-- start of SOURCE EXCERPT --
So another shocking event happened tonight. The electrician didn't make it out to my store! Oh my God! I can't believe it! I had made plans to meet him at 6pm to show him what needs to be wired up and to set a time to have all the work done. Kevin, from L&L has been very busy with some "emergency" calls recently and I totally understand him not being able to make it tonight, but he should have called. If I had known I would be waiting until 8 for no reason I would have brought out the tools to finish hanging the door and would have brought in all my computer equipment. I decided that in order to make his job easier and to spare me double handling stuff I would leave my computers out in my truck until he saw what needed to be done. Now I have a truck load of computers and no power for another day. If he doesn't call me before the sun comes up tomorrow I am just going to hook everything up and make him move everything around to do his job. I am not going to let my schedule suffer because of slow utility work. I probably should have brought everything in tonight, but I got lazy because it was 8pm. I also had a very interesting set of pictures developed at the mall. I have been carrying around a couple disposable cameras in my truck since my spring break in panama city beach, FL 2 years ago and finally got them developed. What a nice treat on a Monday night. I will scan them into my computer and share them with my buddies and the world asap, but because of the stupid setup I have in my room I can't reach the scanner while sitting down and I don't feel like standing up all freaken night to get these done, so I will do it at my leisure. I also got a chance to try out my dream digital camera, the Cybershot by Sony. What an amazing piece of equipment! It's $500 bucks and requires a $75 memory card but comes with a $50 rebate. I have been all about buying a handgun which costs almost a grand and now have handled the $500 dollar camera that makes me drool. This vexes me... I'm vexed. I better sell a lot of phones. I be a simple pirate with sophisticated tastes. Yargh!
-- end of SOURCE EXCERPT --
-- start of INFORMATION PROVIDED --
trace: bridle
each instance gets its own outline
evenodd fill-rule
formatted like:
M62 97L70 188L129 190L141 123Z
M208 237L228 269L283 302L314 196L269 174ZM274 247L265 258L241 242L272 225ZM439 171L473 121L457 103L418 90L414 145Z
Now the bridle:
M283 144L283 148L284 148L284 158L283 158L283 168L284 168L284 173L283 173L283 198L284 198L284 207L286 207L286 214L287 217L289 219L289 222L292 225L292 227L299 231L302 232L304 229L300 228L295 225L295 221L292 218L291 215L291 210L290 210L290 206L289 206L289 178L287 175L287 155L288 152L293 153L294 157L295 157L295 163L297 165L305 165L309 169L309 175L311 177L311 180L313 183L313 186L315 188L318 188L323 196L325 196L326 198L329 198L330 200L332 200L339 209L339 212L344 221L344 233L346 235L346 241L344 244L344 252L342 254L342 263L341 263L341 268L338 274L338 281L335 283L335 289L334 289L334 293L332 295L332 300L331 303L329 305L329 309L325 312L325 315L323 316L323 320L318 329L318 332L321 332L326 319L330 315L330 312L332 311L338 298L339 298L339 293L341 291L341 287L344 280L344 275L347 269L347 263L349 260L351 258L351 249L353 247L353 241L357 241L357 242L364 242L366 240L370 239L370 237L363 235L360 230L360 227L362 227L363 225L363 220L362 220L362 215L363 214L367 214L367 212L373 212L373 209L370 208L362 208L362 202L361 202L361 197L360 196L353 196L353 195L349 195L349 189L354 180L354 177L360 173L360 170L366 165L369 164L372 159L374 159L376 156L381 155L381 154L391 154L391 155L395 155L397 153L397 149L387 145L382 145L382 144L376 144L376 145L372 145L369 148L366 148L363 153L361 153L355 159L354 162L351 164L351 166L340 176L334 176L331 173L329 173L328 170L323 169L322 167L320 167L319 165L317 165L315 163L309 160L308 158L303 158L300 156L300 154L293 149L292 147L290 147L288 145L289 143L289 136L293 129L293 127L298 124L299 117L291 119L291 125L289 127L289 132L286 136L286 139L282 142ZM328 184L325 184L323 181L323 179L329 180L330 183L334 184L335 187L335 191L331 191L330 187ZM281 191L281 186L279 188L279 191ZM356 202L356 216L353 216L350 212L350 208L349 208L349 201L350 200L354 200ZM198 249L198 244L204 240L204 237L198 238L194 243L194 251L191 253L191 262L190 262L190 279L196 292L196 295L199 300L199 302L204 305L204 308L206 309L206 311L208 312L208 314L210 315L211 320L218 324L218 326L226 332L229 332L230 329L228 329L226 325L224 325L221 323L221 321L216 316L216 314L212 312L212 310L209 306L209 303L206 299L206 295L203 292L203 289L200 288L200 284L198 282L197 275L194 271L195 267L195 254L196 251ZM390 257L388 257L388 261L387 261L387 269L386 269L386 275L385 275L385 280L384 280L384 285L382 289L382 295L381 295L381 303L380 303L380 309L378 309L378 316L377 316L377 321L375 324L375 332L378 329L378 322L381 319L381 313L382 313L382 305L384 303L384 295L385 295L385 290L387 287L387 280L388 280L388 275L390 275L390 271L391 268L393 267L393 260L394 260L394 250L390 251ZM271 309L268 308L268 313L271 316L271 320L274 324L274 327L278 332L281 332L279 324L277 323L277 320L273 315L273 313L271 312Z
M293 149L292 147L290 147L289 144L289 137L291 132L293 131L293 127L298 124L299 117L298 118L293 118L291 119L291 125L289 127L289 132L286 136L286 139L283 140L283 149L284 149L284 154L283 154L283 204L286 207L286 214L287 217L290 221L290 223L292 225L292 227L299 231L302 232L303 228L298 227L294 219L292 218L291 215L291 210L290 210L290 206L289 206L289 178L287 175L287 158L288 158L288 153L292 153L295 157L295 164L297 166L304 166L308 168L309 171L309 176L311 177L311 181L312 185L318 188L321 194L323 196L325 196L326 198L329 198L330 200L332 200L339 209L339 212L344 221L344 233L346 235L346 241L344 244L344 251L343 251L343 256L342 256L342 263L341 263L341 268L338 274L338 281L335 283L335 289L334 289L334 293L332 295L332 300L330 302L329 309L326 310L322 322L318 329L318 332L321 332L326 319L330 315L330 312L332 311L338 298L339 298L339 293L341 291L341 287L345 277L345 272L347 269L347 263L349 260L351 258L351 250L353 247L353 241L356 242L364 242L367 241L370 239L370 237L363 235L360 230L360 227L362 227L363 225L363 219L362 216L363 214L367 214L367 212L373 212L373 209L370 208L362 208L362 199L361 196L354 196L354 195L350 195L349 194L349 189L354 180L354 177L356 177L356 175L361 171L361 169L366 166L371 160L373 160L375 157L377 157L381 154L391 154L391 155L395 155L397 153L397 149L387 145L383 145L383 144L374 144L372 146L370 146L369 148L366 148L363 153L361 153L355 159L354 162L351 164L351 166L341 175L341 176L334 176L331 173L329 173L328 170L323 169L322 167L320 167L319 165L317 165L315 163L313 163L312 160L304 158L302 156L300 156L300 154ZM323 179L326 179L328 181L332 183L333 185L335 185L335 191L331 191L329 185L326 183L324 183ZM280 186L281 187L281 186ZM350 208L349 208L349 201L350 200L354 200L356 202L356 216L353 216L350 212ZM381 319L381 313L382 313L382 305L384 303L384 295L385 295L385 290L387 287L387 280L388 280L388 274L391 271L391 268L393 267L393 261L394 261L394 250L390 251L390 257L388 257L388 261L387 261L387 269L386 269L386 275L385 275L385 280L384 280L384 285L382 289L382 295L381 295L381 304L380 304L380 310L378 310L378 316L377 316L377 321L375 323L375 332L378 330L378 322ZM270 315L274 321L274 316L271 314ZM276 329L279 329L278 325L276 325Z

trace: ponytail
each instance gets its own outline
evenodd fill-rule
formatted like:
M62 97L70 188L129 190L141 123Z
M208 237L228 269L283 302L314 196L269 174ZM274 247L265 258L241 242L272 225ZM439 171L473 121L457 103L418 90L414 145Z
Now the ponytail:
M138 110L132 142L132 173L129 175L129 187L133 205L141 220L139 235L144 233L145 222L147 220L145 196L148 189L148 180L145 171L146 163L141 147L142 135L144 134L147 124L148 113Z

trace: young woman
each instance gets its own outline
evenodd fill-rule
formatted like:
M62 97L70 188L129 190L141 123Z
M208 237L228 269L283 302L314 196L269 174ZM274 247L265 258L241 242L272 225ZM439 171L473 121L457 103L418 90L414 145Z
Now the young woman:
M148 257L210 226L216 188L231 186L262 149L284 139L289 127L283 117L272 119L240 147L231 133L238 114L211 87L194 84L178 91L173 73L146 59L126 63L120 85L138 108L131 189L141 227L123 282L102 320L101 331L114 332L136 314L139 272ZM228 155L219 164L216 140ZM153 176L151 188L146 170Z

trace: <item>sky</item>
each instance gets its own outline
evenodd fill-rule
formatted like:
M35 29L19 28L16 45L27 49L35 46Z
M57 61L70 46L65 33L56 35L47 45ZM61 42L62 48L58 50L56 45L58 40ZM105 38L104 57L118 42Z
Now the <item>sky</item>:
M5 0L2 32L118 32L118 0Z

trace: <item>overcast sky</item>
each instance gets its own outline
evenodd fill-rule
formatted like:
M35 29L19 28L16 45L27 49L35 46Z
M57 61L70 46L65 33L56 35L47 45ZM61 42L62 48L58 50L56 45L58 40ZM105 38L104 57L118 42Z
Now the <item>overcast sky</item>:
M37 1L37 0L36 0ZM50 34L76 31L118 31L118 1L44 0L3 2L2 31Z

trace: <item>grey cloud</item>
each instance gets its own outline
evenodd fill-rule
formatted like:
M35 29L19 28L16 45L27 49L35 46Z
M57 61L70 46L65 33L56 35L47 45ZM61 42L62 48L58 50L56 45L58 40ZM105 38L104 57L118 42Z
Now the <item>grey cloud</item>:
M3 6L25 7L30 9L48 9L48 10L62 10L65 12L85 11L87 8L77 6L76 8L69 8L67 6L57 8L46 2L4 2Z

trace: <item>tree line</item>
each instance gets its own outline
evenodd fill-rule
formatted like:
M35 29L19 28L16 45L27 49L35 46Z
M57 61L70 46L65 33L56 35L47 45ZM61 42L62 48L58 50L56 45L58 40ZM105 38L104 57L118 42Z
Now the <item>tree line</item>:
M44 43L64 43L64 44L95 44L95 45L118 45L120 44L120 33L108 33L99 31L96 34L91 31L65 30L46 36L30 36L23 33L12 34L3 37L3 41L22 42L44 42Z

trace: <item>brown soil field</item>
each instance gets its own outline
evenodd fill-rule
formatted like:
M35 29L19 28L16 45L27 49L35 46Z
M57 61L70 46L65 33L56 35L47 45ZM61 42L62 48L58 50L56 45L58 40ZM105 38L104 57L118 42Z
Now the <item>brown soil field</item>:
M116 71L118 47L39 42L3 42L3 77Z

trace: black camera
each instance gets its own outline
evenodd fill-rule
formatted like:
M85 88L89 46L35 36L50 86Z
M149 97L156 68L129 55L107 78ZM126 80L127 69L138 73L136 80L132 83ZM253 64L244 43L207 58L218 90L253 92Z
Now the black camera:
-- end of INFORMATION PROVIDED --
▶ _WORK TO DO_:
• a. Convert the rows into a numbered list, skipping blank lines: begin at the line of the rows that contains "trace: <item>grey cloud</item>" and stop after the line that contains "M3 6L25 7L30".
• b. Continue the blog entry about the electrician who never showed up, picking up right after its final sentence.
The blog entry about the electrician who never showed up and the rows are unrelated to each other.

▶ _ANSWERS BELOW_:
• a.
1. trace: <item>grey cloud</item>
2. each instance gets its own outline
3. evenodd fill-rule
4. formatted like:
5. M35 29L19 28L16 45L27 49L35 46Z
6. M57 61L70 46L65 33L56 35L47 45ZM61 42L62 48L58 50L56 45L58 40ZM105 38L104 57L118 42Z
7. Now the <item>grey cloud</item>:
8. M3 6L25 7L30 9L48 9L48 10L62 10L65 12L85 11L87 8L77 6L76 8L69 8L67 6L57 8L46 2L4 2Z

• b.
OK, that just reminded me. I am going to have to start giving credit where credit is due. A lot of my favorite lines have originated with my friends. My friends read what I write, so it's time I backtrack and give some Works Cited:

Puss in Boots, "I be a simple pirate with sophisticated tastes", If this is wrong than I don't want to be right ---- Pete aka The Boston Strangler aka Bearfucker.

I am having trouble remembering what I wrote that needs to be cited, but I will start giving background on the inside jokes that I bring up so that everyone gets their 15minutes of fame in my stupid blog.

Well, I have a lot of pics to scan and things to do, so I'm going to end this post here. Tomorrow I am going to have training vol. 2 with my employees and get the store 95% completed. Hopefully I'll be more motivated to write tomorrow.

oh, and I've been getting spelling complaints from people, so I'm going to actually spell check my posts now. Tonight it's not loading up for whatever reason, so you have to suffer through one more post with awful spelling, but from now on I will try and write like I actually graduated from middle school English.